(Dataset records Opens)
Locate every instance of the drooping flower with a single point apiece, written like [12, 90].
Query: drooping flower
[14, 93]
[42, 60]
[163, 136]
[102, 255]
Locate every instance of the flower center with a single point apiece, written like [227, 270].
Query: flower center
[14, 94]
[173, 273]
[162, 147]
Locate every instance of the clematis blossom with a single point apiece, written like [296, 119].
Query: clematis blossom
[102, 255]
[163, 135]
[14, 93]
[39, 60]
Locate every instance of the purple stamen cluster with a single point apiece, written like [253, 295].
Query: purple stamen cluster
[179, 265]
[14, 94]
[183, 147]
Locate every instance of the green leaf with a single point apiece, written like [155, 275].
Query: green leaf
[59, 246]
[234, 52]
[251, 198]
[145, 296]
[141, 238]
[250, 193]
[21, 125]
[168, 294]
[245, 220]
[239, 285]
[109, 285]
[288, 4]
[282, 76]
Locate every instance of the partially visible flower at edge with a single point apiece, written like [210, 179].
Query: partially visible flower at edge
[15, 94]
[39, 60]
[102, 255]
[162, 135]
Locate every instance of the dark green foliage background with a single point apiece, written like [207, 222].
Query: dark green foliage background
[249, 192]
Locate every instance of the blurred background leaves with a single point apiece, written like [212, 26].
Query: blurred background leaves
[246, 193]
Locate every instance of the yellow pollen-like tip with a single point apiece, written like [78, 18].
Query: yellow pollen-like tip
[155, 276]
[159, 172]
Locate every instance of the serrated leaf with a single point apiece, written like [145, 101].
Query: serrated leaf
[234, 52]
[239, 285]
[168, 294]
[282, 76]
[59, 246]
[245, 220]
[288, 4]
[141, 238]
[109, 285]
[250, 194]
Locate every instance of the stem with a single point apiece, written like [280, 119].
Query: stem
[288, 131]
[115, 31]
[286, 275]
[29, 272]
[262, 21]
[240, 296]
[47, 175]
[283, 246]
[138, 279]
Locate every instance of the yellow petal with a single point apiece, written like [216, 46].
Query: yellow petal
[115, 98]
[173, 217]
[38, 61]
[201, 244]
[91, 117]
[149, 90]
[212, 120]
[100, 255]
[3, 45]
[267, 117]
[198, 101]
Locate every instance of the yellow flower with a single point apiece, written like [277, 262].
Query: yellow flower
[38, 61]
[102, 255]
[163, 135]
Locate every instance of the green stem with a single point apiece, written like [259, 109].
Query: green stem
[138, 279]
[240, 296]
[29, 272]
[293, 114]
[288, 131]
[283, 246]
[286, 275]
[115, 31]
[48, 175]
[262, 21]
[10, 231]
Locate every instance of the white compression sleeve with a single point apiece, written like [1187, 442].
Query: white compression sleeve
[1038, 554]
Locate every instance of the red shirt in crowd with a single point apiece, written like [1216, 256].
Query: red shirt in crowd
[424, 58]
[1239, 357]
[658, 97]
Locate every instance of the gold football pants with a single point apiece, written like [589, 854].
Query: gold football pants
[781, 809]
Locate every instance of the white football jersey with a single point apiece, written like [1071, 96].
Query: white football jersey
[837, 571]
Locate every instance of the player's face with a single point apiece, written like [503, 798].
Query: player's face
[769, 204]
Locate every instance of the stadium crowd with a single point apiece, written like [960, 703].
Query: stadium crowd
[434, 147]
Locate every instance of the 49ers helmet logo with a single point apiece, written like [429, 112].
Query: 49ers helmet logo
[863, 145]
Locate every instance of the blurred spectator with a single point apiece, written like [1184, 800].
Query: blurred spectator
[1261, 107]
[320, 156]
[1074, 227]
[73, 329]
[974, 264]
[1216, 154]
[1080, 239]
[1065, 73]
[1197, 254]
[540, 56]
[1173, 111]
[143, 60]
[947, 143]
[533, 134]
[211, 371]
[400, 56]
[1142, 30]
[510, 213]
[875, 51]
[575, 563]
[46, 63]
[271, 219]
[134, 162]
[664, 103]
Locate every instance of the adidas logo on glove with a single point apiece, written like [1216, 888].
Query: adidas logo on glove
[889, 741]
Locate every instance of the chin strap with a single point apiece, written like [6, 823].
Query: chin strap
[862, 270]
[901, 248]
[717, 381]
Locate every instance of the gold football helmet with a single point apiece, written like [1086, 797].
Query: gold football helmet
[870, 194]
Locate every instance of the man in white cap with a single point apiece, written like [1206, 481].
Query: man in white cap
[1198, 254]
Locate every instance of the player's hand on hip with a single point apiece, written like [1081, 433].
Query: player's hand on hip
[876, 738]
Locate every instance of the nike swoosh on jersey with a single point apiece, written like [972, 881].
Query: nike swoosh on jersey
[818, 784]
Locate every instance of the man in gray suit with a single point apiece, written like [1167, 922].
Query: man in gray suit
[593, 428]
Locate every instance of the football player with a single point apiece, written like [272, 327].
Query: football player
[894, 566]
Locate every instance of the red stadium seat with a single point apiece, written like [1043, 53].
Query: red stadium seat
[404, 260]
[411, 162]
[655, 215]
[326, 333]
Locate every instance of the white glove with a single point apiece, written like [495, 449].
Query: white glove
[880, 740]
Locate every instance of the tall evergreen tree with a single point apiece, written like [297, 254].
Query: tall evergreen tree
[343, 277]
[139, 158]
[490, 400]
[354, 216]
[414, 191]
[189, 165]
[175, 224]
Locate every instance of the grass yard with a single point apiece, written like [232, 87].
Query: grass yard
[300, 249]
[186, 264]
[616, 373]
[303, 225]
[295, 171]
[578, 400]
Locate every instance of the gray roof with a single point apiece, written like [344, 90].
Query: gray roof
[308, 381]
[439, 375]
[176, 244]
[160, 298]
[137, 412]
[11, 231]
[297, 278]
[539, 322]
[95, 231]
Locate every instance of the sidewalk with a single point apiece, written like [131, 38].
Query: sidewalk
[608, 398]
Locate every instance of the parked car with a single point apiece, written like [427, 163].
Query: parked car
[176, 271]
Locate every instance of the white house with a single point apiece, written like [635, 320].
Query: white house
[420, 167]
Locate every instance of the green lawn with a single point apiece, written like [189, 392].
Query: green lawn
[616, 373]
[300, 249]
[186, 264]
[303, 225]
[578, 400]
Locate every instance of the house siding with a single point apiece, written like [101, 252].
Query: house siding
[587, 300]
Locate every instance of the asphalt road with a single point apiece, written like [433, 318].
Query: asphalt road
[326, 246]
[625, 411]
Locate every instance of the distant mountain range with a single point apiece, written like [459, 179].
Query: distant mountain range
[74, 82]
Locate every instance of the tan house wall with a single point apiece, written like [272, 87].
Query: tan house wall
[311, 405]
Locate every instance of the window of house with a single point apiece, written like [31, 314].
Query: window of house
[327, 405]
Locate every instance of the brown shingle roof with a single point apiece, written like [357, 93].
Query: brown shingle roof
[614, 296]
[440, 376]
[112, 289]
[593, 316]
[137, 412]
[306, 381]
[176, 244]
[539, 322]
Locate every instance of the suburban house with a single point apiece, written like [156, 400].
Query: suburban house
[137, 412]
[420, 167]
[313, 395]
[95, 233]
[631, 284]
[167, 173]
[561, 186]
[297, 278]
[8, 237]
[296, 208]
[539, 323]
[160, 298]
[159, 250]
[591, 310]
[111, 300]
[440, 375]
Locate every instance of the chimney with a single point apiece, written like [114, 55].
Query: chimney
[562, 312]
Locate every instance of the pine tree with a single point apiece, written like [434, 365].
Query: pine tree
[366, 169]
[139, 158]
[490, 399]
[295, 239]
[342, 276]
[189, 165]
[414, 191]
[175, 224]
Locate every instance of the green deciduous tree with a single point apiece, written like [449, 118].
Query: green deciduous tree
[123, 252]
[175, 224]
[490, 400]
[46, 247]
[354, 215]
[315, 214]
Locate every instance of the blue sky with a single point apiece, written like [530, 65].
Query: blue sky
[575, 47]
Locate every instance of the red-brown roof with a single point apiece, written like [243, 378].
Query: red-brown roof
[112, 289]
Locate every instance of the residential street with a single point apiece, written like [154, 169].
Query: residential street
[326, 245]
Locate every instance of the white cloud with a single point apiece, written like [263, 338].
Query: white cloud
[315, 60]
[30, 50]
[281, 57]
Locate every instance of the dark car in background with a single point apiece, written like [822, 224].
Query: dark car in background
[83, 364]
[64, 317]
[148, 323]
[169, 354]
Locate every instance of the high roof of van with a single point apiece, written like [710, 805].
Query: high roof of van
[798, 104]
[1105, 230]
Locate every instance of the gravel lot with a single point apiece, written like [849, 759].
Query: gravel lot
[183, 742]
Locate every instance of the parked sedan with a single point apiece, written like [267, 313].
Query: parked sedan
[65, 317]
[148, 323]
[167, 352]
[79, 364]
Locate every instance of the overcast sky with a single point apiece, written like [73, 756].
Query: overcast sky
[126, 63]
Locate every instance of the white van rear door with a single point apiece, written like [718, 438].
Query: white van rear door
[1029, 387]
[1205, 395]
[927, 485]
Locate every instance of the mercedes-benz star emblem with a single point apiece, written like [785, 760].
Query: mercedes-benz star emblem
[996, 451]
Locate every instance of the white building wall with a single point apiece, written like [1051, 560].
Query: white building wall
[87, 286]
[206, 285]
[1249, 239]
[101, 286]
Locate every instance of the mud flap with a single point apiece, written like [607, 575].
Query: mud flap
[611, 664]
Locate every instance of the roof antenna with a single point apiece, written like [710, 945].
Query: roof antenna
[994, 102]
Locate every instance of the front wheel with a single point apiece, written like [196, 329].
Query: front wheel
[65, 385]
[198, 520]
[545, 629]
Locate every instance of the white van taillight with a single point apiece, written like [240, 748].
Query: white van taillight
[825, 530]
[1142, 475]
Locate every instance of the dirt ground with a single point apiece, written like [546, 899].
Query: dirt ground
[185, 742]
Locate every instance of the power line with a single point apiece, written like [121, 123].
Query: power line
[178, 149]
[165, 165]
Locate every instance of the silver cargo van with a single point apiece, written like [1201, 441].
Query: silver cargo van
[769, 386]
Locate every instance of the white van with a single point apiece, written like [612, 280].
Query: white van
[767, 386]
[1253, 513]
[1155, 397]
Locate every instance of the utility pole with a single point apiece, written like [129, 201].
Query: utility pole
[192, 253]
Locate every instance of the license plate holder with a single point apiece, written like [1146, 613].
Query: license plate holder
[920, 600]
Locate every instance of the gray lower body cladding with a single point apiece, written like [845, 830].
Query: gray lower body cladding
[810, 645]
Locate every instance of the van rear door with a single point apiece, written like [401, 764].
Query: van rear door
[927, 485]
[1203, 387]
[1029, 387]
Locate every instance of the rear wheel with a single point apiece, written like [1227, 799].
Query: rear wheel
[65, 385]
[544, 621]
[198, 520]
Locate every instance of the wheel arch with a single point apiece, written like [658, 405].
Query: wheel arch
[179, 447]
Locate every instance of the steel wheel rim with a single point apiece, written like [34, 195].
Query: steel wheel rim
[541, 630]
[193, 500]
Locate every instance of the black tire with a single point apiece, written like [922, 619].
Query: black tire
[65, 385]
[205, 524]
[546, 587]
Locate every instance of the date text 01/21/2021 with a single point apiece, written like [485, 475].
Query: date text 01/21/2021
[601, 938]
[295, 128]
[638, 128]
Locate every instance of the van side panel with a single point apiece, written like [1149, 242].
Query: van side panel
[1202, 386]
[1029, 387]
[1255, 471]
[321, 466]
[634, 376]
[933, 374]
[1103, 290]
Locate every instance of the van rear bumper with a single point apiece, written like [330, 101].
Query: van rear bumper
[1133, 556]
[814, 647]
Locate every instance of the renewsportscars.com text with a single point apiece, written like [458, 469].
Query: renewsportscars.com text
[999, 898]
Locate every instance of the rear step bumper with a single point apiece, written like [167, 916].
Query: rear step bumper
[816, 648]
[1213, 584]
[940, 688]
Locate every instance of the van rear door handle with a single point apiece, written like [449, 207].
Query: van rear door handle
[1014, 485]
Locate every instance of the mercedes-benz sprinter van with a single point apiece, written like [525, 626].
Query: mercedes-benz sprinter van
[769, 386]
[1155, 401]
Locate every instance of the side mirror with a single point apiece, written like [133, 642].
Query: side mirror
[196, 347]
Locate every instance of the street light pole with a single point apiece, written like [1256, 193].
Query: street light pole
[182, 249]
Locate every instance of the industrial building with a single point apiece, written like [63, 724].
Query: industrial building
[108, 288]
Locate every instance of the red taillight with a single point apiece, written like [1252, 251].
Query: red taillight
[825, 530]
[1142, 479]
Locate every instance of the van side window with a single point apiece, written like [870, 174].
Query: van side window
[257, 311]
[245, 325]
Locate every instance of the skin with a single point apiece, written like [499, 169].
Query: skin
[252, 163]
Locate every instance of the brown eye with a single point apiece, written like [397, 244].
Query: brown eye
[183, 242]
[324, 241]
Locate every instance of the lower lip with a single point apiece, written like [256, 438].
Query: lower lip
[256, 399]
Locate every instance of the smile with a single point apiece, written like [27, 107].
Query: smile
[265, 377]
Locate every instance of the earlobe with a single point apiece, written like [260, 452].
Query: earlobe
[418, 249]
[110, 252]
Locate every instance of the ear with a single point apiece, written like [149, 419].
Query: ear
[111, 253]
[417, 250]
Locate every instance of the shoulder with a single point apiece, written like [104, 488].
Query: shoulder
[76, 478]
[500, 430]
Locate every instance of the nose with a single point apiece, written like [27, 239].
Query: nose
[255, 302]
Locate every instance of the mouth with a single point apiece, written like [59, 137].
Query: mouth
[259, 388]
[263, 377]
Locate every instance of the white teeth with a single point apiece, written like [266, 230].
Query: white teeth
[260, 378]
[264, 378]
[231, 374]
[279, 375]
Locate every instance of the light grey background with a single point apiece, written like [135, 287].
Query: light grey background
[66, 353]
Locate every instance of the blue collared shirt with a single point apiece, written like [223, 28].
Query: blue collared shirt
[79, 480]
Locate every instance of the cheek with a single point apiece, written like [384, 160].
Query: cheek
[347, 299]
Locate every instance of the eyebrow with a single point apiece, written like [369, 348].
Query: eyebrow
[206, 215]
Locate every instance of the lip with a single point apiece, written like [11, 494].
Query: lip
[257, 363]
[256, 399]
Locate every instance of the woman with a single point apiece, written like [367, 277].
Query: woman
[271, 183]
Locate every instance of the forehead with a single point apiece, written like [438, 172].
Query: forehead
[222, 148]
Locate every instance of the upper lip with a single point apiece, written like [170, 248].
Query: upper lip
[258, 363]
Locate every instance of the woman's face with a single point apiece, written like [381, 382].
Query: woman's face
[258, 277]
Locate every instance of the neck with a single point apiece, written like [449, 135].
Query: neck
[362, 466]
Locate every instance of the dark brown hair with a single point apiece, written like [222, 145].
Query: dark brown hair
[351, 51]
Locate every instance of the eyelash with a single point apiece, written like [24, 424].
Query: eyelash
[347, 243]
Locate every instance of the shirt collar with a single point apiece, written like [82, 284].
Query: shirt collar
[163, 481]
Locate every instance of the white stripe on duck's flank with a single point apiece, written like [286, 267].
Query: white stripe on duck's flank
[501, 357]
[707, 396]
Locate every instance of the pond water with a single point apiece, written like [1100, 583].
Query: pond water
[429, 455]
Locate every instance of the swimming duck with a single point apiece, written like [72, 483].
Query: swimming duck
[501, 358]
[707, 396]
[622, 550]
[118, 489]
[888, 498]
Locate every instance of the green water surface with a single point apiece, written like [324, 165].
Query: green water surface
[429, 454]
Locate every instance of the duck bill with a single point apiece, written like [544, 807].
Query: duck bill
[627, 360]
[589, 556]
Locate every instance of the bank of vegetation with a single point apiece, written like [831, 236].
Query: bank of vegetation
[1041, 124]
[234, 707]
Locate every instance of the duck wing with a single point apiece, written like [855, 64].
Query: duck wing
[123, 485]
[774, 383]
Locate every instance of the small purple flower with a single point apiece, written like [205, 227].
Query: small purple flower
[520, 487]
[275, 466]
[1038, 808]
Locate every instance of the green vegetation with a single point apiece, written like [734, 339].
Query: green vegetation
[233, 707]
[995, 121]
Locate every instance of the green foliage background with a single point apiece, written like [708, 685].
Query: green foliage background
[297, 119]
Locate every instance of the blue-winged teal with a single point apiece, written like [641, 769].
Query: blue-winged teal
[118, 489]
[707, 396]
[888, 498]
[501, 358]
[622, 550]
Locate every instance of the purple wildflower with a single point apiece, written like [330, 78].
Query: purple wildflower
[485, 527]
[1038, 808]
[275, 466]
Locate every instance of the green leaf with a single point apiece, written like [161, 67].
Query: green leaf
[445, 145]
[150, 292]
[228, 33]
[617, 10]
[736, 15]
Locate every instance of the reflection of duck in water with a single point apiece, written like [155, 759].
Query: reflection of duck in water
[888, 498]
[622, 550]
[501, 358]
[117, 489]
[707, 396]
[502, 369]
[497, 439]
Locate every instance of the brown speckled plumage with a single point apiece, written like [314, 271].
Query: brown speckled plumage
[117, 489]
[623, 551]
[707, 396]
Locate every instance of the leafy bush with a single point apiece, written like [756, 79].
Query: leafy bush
(Dataset records Closes)
* [About this task] Say how many lines in the records hold the string "leafy". Give no other words.

* [Exercise response] 2